TASK GOAL: Copy each entry as it stands, leaving nothing out.

[Region pointing data]
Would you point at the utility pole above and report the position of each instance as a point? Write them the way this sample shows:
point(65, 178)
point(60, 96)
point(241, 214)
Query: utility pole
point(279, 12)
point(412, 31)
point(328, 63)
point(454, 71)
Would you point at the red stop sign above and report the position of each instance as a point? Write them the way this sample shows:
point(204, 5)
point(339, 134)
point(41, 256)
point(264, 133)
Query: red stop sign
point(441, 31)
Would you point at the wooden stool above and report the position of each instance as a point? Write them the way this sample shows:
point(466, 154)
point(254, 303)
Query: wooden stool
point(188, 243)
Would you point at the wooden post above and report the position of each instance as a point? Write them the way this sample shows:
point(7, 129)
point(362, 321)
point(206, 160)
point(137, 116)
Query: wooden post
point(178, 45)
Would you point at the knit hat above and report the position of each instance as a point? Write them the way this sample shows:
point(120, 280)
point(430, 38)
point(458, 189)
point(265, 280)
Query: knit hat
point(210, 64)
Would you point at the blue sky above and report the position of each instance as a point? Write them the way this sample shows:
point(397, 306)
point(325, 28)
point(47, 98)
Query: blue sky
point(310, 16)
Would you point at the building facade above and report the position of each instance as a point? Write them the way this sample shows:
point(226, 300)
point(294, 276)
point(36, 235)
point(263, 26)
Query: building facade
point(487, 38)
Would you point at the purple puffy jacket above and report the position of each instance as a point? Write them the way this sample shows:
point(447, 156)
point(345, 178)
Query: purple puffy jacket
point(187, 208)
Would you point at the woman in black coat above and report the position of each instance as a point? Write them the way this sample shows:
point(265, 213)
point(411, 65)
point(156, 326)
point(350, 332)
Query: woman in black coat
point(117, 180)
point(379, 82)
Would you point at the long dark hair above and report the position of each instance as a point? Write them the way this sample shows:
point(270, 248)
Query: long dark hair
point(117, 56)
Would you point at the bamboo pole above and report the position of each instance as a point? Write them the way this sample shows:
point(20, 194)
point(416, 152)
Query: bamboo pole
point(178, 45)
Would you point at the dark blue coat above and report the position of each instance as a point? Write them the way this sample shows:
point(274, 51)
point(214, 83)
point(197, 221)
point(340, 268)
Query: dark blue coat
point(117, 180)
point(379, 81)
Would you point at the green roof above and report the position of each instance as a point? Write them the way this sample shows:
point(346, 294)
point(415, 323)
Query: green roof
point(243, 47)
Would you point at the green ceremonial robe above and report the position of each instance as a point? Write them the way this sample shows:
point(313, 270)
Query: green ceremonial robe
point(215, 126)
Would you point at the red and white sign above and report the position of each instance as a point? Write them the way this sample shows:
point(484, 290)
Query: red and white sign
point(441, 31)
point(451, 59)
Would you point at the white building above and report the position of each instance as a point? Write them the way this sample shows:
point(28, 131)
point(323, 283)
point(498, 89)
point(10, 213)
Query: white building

COMPLETED EXERCISE:
Would you point at the utility pole above and report the position of each instance as a point? Write them the way this sample shows:
point(65, 178)
point(60, 96)
point(241, 214)
Query: utility pole
point(279, 12)
point(412, 31)
point(328, 63)
point(454, 71)
Would you point at the red stop sign above and report the position of each instance as a point? Write them the way this sample shows:
point(204, 5)
point(339, 134)
point(41, 256)
point(264, 133)
Query: red stop sign
point(441, 31)
Would you point at the wooden stool above and report the position of each instance as a point? Write them the way this sample shows:
point(466, 154)
point(254, 303)
Query: wooden stool
point(188, 243)
Would you point at the wooden post above and report the position of each instance as a point? Write them the way this sample shows:
point(7, 129)
point(362, 321)
point(206, 160)
point(137, 116)
Query: wooden post
point(178, 45)
Would you point at the knit hat above and report the position of each instance as a point? Write them the way this sample shows:
point(120, 280)
point(430, 38)
point(458, 189)
point(265, 280)
Query: knit hat
point(210, 64)
Would you point at the blue sky above and report the position of each instance as a point? Write them the way this sample shows:
point(397, 306)
point(325, 28)
point(47, 98)
Query: blue sky
point(310, 16)
Would you point at the building facade above and report the position of each instance as a point? Write them the way this sample shows:
point(226, 300)
point(294, 276)
point(36, 235)
point(263, 26)
Query: building facade
point(487, 38)
Would you point at the purple puffy jacket above and report the position of each instance as a point? Write them the way this sample shows:
point(447, 156)
point(345, 178)
Query: purple puffy jacket
point(187, 208)
Would you point at the woman in black coat above and report the position of each instance as a point? Write them the way this sample shows:
point(265, 213)
point(411, 65)
point(156, 326)
point(350, 332)
Query: woman in black coat
point(117, 180)
point(379, 82)
Would you point at the long dark hair above and report the position of each instance as a point? Write them the way this sample shows:
point(270, 248)
Query: long dark hair
point(117, 56)
Would you point at the bamboo pole above and report the position of each instance as a point? Write them the way this sample shows:
point(20, 194)
point(416, 152)
Query: bamboo pole
point(178, 45)
Would you point at the dark blue coat above and report the position of each instance as a point? Write them the way this sample shows:
point(274, 51)
point(214, 83)
point(197, 221)
point(340, 268)
Query: dark blue coat
point(117, 180)
point(379, 81)
Would you point at the green roof above and report the position of each instance as a point? Write them the way this sample shows:
point(346, 294)
point(415, 323)
Query: green roof
point(243, 47)
Would you point at the green ceremonial robe above and report the position of each instance as a point? Write them the way this sample shows:
point(313, 270)
Query: green ceremonial robe
point(215, 126)
Would you point at the red and white sign above and report the position of each instance as a point? Write them the way this sample shows:
point(484, 290)
Query: red and white sign
point(441, 31)
point(451, 59)
Would you point at the white building above and report the position of each instance as a point? Write them the way this sample shows:
point(28, 131)
point(323, 283)
point(498, 89)
point(10, 213)
Query: white building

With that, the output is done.